**Set task**
Scale the part of the items that opens with the line containing "Target: woman's right hand" and closes with the line containing "[(218, 139)]", rewriting only those lines with their requests included. Multiply every x and y coordinate in the answers by 2.1 and round each to a whole number, with halves rounding up.
"""
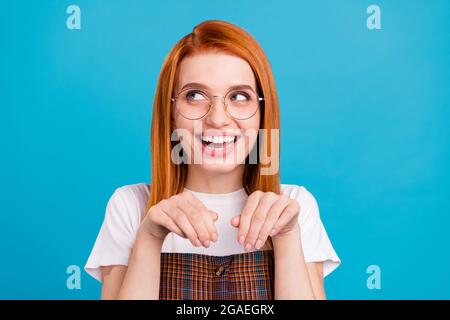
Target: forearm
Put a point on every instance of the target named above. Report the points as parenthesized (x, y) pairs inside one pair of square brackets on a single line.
[(143, 273), (292, 280)]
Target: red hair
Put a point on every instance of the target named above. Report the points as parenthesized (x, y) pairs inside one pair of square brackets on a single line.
[(168, 178)]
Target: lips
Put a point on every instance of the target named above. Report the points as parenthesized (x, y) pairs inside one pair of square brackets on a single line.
[(218, 145)]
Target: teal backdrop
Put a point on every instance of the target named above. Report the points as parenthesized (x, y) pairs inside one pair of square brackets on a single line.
[(365, 119)]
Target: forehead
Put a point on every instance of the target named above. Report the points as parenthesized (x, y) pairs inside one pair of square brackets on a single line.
[(218, 71)]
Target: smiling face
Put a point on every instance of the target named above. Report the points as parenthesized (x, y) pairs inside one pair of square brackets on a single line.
[(221, 141)]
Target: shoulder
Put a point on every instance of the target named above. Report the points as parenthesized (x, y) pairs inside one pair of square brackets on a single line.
[(300, 193), (309, 209), (126, 204)]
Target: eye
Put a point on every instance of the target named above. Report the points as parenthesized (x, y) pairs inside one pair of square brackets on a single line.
[(195, 96), (240, 96)]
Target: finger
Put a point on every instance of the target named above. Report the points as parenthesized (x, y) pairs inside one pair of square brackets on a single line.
[(181, 221), (207, 221), (235, 221), (258, 220), (286, 216), (165, 221), (246, 215), (272, 217)]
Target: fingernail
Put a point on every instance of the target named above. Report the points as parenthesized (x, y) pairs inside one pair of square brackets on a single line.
[(258, 244)]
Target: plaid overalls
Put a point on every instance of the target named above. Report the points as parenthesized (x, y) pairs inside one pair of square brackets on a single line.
[(190, 276)]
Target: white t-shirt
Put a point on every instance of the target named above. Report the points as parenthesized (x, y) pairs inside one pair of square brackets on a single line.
[(124, 212)]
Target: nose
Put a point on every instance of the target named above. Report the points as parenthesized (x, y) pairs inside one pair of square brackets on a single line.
[(218, 116)]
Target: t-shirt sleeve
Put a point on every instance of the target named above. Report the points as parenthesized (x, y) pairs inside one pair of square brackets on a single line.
[(316, 244), (117, 233)]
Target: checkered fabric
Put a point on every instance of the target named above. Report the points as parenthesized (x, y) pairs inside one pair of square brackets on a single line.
[(189, 276)]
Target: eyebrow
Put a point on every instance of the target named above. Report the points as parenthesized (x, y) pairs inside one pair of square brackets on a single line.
[(198, 85)]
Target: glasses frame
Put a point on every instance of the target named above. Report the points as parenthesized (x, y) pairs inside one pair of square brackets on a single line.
[(211, 102)]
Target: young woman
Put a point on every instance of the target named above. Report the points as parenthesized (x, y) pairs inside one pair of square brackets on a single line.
[(213, 224)]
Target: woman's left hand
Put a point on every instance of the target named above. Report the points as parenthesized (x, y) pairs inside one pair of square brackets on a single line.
[(266, 214)]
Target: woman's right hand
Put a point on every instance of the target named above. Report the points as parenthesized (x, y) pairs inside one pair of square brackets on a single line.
[(184, 215)]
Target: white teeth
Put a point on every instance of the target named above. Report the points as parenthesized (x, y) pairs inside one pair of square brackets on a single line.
[(218, 139)]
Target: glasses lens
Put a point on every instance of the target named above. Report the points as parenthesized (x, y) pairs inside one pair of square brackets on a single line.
[(242, 104), (193, 104)]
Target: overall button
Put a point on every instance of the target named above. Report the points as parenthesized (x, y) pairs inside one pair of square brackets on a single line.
[(220, 270)]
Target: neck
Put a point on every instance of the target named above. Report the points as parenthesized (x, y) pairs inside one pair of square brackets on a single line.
[(217, 182)]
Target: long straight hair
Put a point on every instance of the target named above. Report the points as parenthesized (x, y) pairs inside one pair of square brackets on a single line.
[(168, 178)]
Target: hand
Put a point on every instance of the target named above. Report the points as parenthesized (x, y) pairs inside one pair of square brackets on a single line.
[(266, 214), (184, 215)]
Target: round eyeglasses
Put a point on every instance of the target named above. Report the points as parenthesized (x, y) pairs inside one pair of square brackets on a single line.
[(194, 104)]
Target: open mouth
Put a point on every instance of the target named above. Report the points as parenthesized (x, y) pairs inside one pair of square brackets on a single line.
[(218, 141), (218, 146)]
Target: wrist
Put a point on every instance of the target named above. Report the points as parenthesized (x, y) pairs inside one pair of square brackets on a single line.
[(290, 238), (146, 240)]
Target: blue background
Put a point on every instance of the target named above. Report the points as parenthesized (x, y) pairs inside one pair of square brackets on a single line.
[(365, 127)]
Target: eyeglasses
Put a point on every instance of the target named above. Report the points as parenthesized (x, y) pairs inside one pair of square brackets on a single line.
[(194, 104)]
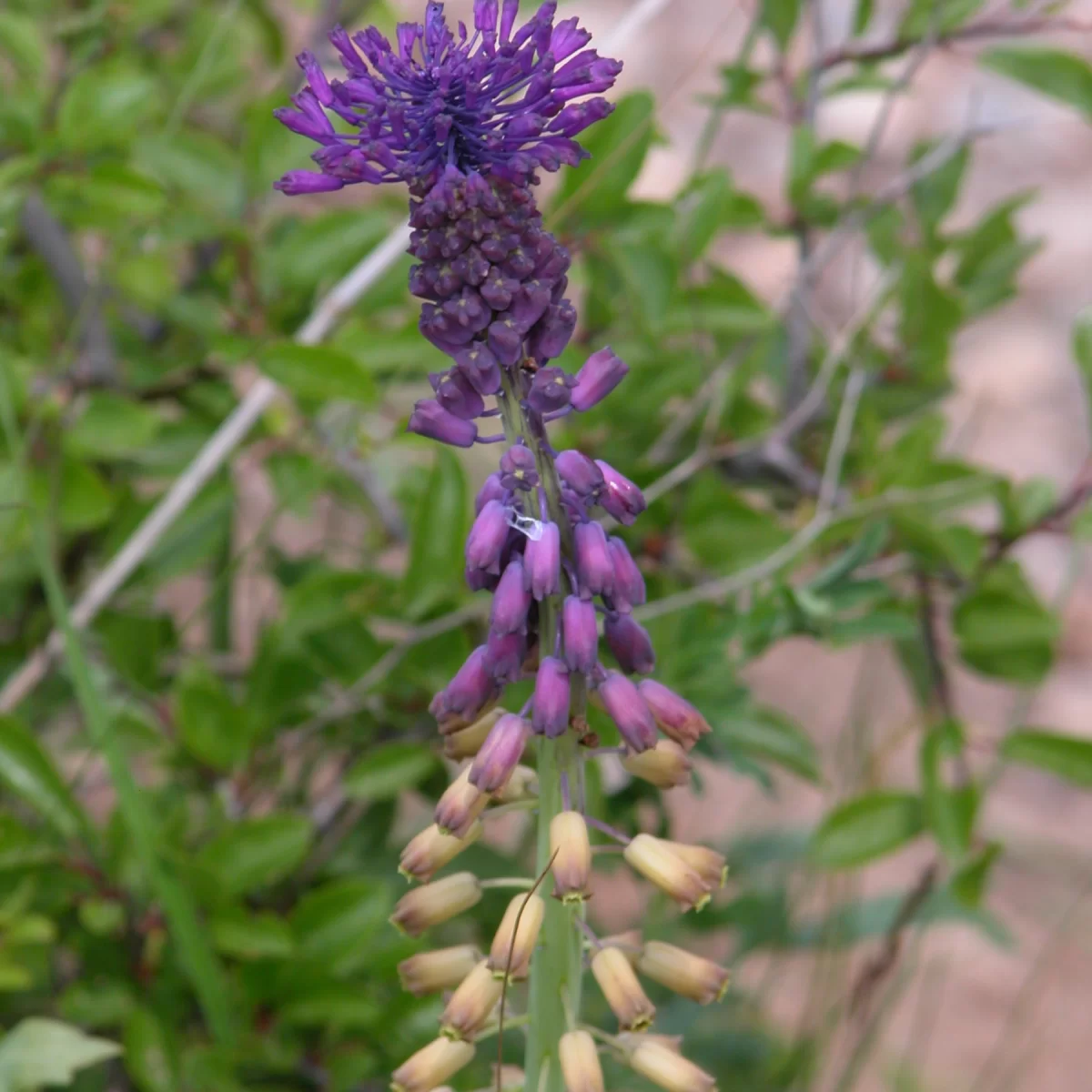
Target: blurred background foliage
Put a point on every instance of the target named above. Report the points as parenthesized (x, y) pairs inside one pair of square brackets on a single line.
[(218, 922)]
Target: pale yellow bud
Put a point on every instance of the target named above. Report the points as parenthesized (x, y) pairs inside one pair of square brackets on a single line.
[(434, 904), (659, 863), (470, 1006), (431, 1066), (622, 989), (430, 851), (700, 980), (580, 1063), (572, 856), (521, 785), (512, 947), (710, 865), (669, 1069), (665, 765), (460, 806), (443, 969), (468, 742)]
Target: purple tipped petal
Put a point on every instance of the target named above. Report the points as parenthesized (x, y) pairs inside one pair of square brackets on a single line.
[(430, 419), (602, 372), (551, 714), (628, 710)]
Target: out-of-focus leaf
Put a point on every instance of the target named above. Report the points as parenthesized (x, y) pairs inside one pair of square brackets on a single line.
[(28, 773), (1004, 631), (1067, 757), (312, 371), (440, 531), (39, 1052), (1053, 72), (866, 828), (257, 853), (387, 771)]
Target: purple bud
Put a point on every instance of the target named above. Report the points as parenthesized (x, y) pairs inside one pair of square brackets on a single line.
[(487, 538), (551, 714), (518, 469), (594, 563), (580, 633), (511, 602), (503, 656), (480, 369), (491, 490), (454, 392), (467, 694), (628, 710), (579, 472), (631, 644), (541, 562), (500, 753), (430, 419), (552, 332), (620, 496), (629, 583), (551, 390), (601, 374)]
"""
**Solution below**
Target: woman's right hand
Put a point on every instance of the target named above. Report the points as parenthesized (x, y) pairs inside one pair of square brackets on a single line.
[(386, 452)]
Target: white teeth
Put a point on every instance of the target named above. Report the points as parenthesized (x, y) pairs inside one pair of square brackets on a single line.
[(458, 292)]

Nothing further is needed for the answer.